WHAT THE EXERCISE ASKS
Lay out all of the data below as a numbered list, one line to each number, with blank lines omitted. Leave the pictures out of your answer.
━━ DATA LISTING ━━
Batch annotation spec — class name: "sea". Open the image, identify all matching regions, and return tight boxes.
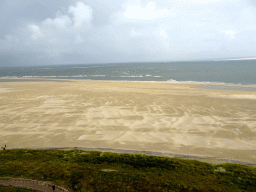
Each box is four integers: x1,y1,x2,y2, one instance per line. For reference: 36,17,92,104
0,60,256,88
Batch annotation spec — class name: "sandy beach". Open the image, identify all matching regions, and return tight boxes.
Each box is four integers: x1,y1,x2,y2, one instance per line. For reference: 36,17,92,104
0,80,256,163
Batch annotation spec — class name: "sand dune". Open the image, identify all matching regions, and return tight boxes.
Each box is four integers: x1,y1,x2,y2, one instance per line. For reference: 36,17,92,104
0,81,256,163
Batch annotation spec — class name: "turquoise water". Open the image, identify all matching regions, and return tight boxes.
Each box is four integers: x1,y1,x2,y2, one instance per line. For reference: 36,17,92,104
0,60,256,86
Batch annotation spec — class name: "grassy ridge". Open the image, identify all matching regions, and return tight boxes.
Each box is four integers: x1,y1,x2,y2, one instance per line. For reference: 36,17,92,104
0,185,40,192
0,149,256,192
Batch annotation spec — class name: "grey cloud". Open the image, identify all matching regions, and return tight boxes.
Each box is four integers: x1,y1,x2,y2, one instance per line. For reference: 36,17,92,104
0,0,256,65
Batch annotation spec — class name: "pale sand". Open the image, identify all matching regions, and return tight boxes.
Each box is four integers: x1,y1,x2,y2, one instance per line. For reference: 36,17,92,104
0,80,256,163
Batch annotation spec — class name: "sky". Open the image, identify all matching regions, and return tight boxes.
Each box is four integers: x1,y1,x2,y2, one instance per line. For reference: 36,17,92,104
0,0,256,66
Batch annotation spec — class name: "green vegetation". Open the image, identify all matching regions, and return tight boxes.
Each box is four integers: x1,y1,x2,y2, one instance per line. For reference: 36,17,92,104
0,185,40,192
0,149,256,192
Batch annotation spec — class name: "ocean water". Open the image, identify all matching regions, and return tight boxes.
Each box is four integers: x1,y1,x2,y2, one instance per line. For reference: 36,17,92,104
0,60,256,86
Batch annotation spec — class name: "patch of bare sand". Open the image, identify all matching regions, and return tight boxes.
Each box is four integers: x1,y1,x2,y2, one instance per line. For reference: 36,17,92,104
0,81,256,163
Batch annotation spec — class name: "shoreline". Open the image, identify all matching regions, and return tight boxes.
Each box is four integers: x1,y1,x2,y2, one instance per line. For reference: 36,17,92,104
0,77,256,91
0,79,256,164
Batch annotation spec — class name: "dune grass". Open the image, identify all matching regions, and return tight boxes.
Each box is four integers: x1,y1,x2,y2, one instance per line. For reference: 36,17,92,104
0,185,40,192
0,149,256,192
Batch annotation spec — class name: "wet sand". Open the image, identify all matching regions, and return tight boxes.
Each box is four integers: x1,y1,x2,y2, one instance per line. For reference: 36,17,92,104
0,80,256,163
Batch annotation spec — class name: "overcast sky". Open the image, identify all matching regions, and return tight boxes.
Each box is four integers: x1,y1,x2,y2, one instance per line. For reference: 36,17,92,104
0,0,256,66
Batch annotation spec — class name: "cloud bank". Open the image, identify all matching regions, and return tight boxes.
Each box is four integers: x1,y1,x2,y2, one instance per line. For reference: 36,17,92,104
0,0,256,66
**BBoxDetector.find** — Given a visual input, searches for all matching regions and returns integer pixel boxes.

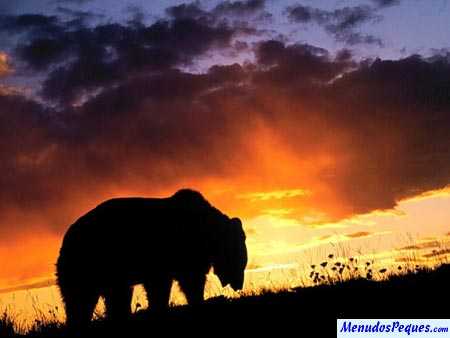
━━━
RESULT OF THIS EXERCISE
1. Batch annotation spec — class name: "sea". Open the image, identify all matching regions, and return tight boxes.
2. Each box is four integers: x1,y1,x2,y2, one instance per line. For reference: 36,17,92,104
3. 0,60,256,88
4. Batch annotation spec — class name: "sandy beach". Open the image, identify all matching regions, and return tight boxes.
5. Each box is four integers: x1,y1,x2,y2, one instance per line. For reference: 36,17,92,104
6. 0,80,256,163
7. Batch annotation spec — class name: "sand dune". Open the image, identify all matching regions, and return tight boxes.
8. Each box is four integers: x1,y1,x2,y2, one instance per line. For reference: 36,17,92,104
9. 0,81,256,163
10. Batch annotation spec — class name: "turquoise water". Open the image, identify all matching regions, and return tight boxes.
11. Each box is four integers: x1,y1,x2,y2, one instance per line. For reference: 36,17,92,104
12. 0,60,256,86
13. Batch annotation spec — class name: "grassy ridge". Open the image, identify all matching regions, and return tight boxes.
14. Each box is four integers: x1,y1,x2,y2, one instance per line. For reference: 36,17,92,104
15. 0,185,40,192
16. 0,149,256,192
17. Batch annotation spec — class name: "grey cloud". Open the image, identify all matching regions, and return tight boxes.
18. Each box is four integers: x1,y1,x2,y2, one instance per line. For reference: 36,17,92,104
19. 0,0,256,65
20. Batch annotation spec — class name: "pale sand". Open the image, identify all matching regions, and return tight boxes.
21. Each box is four integers: x1,y1,x2,y2, one instance per line. For reference: 36,17,92,104
22. 0,80,256,163
23. Batch annotation spec — class name: "sky". Open the image, identify all matching regions, and return tight boxes.
24. Each box is four integers: x1,y1,x2,y2, one instance per line. For reference: 36,17,92,104
25. 0,0,256,66
26. Batch annotation spec — class name: "green vegetation". Open the image, identify all matching regions, and return tight boxes.
27. Each box is four integers: x1,y1,x2,y2, one instance per line. For reference: 36,17,92,104
28. 0,185,40,192
29. 0,149,256,192
30. Batch annotation spec — class name: "ocean water". Open the image, identify all matching regions, and return tight boxes.
31. Each box is four integers: x1,y1,x2,y2, one instance per line. For reference: 36,17,92,104
32. 0,60,256,86
33. Batch annotation spec — class name: "patch of bare sand". Open the image, identify all matching regions, and return tight boxes.
34. Each box is four integers: x1,y1,x2,y2, one instance per line. For reference: 36,17,92,104
35. 0,81,256,163
36. Batch annotation spec — class name: "shoreline". Open the image, identify all matching regions, and return tight boxes.
37. Each box is four integers: x1,y1,x2,y2, one instance per line. For reference: 36,17,92,104
38. 0,77,256,91
39. 0,79,256,164
40. Batch annotation spec — class name: "dune grass". Open the image, identify all matching regions, and return tight boxes.
41. Each box is four integers: x1,y1,x2,y2, one instance per line. For reference: 36,17,92,104
42. 0,185,40,192
43. 0,149,256,192
44. Batch annotation spec — class name: "wet sand". Open the image, identify all matching regions, and return tight boxes.
45. Each box is four integers: x1,y1,x2,y2, one instance per line. For reference: 36,17,92,104
46. 0,80,256,163
47. Batch annotation spec — class name: "overcast sky". Open the image, identify all matching regions, and return tight boxes.
48. Each box is four integers: x1,y1,x2,y2, one instance per line. For reference: 36,17,92,104
49. 0,0,256,66
50. Batch annotation spec — class name: "cloud bank". Open the image, identify all matching regions, and return tight boxes.
51. Each box is four integers: x1,y1,x2,y2, one instance per line. For reference: 36,17,92,104
52. 0,0,256,66
53. **BBoxDetector.find** — Given a visual input, searches for all matching regions and returns integer pixel boxes.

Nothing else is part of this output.